▸ **Document segment**:
........

The struggles of becoming a better person by the poor actually causes more damage to their body system than imagined. The research carried out in the US explained the rich seems to live longer than the poor based on the body’s immune system’s level of stability.

As the lower class struggle to climb the social status ladder, the research points that it affects the way genes turn on and off within immune cells, and this can eventually cause negative effect. To fight infection in the  body system, the defense, particularly within a type of white blood cell called natural killer cells is not in order because of inflammation. Again, when the lower class gains improvement in social status or social support, it restores the stability of the immune cells.

Jenny Tung, an assistant professor of evolutionary anthropology and biology at Duke University said: “Social status is one of the strongest predictors of human disease risk and mortality, and it also influences Darwinian fitness in social mammals more generally. Many human societies exhibit social gradients in health.

“Socioeconomic status has been called the “fundamental cause” of health inequalities, and, in the United States, differences between the highest versus lowest socioeconomic stratum may affect adult life span by more than a decade.

‘These patterns arise, in part, from differences in resource access and health risk behaviours. However, studies in hierarchically organised animal species suggest that they may also be more deeply embedded in our evolutionary history.”

She further stated that: “To understand the biological basis of these effects, we combined genomics with a social status manipulation in female rhesus macaques to investigate how status alters immune function.”

During the study, those whose status improved suffered less stress as they bonded through grooming and their immune cells also became more like high-ranking, in terms of which genes were turned on or off, when they improved their social standing. This could justify why poor and working class people have higher rates of inflammatory disorders such as heart disease and diabetes.

........

▸ **Raw data**:
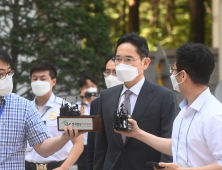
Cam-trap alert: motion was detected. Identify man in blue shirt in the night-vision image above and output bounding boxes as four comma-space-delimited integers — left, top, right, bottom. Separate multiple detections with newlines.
0, 50, 78, 170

........

▸ **Task to carry out**: Please write out the part of the article on social status and immunity from "As the lower" up to and including "the immune cells.", word for word. Work only from the article on social status and immunity, not the data.

▸ **Answer**:
As the lower class struggle to climb the social status ladder, the research points that it affects the way genes turn on and off within immune cells, and this can eventually cause negative effect. To fight infection in the  body system, the defense, particularly within a type of white blood cell called natural killer cells is not in order because of inflammation. Again, when the lower class gains improvement in social status or social support, it restores the stability of the immune cells.